◆ Given exercise
Count the lines in the records below that contain the string "texture", and reply with that number alone.
○ ○ ○
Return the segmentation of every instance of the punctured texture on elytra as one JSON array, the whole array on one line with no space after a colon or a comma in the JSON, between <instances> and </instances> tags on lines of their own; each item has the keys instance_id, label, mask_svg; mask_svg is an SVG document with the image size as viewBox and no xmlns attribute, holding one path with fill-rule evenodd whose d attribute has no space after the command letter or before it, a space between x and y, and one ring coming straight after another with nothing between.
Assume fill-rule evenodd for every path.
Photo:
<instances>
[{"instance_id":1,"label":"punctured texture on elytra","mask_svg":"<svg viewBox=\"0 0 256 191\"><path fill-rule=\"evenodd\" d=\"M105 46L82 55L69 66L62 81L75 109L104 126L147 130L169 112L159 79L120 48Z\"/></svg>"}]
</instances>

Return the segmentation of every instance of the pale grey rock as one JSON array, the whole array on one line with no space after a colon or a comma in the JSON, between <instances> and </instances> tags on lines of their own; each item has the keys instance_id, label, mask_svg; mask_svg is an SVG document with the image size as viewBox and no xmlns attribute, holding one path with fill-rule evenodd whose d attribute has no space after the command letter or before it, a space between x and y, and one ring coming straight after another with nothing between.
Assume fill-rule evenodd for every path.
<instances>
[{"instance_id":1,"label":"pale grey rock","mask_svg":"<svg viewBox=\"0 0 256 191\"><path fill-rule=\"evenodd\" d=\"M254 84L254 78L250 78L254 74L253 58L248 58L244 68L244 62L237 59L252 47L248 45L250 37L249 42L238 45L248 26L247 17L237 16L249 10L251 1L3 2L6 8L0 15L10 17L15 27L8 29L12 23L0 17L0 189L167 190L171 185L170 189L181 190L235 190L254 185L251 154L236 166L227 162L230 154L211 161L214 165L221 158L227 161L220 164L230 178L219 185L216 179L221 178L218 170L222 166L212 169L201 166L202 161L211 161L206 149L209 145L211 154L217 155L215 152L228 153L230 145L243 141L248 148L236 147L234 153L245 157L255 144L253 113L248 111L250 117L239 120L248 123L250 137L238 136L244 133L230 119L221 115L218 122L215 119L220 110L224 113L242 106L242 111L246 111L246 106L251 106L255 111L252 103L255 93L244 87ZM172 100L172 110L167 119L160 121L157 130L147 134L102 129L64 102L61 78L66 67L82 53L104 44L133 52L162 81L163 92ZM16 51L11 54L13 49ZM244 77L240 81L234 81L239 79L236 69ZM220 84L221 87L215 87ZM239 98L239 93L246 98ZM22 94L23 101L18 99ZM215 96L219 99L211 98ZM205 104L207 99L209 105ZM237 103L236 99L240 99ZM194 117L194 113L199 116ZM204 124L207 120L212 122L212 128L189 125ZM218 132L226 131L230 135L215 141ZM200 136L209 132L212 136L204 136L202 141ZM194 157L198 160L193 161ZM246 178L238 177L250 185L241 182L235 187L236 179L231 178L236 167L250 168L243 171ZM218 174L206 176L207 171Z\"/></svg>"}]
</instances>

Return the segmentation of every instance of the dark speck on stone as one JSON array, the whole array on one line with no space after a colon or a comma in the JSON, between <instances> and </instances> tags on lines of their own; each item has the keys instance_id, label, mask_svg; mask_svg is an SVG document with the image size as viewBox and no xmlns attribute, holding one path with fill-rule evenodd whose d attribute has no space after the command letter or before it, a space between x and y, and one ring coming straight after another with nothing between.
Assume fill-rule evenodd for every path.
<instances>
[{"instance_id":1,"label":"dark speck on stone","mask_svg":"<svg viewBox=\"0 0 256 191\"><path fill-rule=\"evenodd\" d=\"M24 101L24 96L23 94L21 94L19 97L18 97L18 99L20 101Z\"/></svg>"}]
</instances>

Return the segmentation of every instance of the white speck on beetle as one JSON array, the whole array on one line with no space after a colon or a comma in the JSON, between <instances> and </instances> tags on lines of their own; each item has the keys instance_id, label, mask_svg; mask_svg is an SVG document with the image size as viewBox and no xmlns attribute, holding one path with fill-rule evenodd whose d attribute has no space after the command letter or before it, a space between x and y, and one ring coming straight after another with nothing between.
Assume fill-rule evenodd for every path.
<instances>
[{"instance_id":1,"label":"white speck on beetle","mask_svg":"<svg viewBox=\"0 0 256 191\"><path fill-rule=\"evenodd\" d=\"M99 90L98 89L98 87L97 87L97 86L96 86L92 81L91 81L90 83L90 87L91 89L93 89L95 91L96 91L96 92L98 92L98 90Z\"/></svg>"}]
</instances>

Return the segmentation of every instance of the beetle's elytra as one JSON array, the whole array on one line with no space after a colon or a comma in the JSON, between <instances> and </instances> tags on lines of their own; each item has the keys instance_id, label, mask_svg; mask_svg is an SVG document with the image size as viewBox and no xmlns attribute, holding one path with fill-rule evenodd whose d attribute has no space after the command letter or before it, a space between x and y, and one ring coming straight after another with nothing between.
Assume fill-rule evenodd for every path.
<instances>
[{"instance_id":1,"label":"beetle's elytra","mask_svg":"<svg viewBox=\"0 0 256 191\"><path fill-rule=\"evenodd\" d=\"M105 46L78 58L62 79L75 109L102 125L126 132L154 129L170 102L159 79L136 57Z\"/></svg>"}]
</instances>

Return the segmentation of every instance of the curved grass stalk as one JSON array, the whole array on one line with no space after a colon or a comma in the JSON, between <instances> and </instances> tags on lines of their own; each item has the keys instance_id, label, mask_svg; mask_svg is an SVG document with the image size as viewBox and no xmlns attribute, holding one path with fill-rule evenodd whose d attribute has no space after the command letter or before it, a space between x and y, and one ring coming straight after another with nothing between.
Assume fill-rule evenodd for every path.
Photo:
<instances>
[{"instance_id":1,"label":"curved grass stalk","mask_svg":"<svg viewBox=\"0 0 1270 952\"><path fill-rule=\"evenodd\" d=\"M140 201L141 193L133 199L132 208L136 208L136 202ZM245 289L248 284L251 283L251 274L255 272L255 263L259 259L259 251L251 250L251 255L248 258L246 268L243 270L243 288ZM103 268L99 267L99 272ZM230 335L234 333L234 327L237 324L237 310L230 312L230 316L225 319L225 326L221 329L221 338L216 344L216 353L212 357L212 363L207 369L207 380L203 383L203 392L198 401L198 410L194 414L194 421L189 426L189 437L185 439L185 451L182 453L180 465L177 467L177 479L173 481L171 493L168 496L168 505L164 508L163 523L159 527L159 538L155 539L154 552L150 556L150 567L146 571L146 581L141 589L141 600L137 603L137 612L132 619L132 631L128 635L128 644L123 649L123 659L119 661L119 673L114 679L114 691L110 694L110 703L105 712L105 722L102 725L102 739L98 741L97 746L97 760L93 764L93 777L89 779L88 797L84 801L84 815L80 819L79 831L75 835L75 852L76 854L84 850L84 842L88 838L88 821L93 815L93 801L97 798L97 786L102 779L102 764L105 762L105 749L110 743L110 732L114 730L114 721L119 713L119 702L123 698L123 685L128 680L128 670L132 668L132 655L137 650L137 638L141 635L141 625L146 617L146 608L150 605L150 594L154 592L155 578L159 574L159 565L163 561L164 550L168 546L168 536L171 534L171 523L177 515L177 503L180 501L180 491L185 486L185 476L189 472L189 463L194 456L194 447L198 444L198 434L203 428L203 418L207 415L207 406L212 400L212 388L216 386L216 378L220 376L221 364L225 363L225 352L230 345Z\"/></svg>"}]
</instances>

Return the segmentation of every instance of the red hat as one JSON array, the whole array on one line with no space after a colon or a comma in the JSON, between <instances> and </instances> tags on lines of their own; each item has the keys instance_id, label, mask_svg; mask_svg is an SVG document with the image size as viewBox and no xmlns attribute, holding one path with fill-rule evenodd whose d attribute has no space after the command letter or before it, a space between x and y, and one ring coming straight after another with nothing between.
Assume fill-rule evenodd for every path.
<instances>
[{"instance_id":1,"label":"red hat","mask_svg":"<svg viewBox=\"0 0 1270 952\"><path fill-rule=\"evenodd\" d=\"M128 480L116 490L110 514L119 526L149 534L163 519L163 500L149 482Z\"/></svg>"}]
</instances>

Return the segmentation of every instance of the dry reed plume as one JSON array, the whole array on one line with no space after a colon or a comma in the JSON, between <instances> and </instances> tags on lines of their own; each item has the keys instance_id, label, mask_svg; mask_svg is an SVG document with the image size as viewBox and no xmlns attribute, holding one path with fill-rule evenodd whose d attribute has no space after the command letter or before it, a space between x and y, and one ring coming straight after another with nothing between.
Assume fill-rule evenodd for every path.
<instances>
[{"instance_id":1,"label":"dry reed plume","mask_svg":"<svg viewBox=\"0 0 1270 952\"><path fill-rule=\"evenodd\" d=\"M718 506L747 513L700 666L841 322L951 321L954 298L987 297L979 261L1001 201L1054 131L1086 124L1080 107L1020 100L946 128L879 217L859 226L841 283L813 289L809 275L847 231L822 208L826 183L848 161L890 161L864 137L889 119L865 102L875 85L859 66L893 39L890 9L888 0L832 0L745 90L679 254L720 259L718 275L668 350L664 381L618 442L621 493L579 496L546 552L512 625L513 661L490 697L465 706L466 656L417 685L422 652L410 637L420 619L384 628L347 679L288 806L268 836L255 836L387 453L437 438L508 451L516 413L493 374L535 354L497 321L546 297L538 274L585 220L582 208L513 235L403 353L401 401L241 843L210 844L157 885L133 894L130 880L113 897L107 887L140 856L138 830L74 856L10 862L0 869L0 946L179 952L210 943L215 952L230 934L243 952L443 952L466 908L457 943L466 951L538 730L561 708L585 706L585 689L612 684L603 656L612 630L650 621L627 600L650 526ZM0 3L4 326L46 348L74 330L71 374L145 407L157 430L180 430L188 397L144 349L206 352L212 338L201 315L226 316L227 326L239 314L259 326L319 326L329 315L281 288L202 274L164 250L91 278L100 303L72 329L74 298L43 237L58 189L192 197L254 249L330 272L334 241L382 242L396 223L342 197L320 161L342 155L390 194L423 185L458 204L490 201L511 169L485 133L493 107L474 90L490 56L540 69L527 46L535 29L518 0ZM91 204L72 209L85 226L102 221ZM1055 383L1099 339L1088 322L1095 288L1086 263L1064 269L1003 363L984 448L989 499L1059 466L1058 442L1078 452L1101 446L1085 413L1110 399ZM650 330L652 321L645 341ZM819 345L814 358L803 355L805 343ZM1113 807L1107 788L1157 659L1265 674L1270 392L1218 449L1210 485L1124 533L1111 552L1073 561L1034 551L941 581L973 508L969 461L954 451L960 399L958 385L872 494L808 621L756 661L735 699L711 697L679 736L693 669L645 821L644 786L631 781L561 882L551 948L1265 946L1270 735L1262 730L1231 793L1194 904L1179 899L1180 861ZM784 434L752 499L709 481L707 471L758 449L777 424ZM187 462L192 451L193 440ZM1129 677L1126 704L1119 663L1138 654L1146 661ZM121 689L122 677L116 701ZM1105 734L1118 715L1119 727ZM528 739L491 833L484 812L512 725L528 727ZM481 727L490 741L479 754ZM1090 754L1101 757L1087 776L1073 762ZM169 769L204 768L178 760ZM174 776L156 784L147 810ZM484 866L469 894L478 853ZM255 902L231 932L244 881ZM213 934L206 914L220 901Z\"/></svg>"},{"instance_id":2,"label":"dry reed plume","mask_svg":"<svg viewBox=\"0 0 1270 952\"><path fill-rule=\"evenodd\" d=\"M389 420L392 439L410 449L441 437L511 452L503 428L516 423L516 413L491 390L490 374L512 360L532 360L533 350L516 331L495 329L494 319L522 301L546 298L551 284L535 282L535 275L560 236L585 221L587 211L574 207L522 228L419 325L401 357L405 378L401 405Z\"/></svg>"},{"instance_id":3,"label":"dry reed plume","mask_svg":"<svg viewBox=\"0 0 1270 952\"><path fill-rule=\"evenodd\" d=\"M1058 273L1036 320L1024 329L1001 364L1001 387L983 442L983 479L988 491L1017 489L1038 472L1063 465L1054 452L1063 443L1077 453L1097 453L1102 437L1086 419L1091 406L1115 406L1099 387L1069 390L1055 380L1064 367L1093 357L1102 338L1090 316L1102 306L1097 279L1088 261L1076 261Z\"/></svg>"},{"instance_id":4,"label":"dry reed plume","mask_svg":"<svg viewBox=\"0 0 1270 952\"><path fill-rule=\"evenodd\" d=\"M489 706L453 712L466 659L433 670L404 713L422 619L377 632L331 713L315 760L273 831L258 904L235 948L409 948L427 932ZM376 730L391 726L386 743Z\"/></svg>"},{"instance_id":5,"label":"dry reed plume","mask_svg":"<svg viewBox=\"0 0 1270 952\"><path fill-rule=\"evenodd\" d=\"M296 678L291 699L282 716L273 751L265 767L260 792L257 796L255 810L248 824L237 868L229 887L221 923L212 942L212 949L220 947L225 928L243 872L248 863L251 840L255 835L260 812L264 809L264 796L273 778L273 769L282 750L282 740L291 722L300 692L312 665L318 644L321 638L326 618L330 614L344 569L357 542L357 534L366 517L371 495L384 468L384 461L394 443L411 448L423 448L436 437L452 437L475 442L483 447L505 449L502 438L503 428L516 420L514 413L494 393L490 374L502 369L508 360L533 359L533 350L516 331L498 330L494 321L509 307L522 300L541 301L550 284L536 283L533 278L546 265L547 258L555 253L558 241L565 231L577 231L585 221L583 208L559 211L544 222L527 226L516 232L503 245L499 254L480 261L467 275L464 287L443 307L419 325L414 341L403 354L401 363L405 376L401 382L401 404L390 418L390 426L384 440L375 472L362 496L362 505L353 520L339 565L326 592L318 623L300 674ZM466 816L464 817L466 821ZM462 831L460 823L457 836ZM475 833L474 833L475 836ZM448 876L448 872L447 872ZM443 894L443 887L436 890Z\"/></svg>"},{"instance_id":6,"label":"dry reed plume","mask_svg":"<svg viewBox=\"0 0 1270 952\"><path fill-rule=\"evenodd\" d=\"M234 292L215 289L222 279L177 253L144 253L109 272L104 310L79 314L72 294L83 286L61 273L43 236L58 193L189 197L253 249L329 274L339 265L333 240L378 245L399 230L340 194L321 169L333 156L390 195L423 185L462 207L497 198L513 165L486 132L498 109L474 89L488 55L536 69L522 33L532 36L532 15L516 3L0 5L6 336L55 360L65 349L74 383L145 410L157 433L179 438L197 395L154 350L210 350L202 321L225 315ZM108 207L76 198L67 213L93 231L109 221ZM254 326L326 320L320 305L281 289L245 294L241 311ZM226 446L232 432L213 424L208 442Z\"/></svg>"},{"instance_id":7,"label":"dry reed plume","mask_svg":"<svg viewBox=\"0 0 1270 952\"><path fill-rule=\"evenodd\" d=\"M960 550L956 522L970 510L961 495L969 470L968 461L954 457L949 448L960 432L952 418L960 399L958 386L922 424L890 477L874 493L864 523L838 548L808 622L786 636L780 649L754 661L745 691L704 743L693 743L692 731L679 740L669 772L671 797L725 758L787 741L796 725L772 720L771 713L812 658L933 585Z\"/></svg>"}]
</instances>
○ ○ ○
◆ Result below
2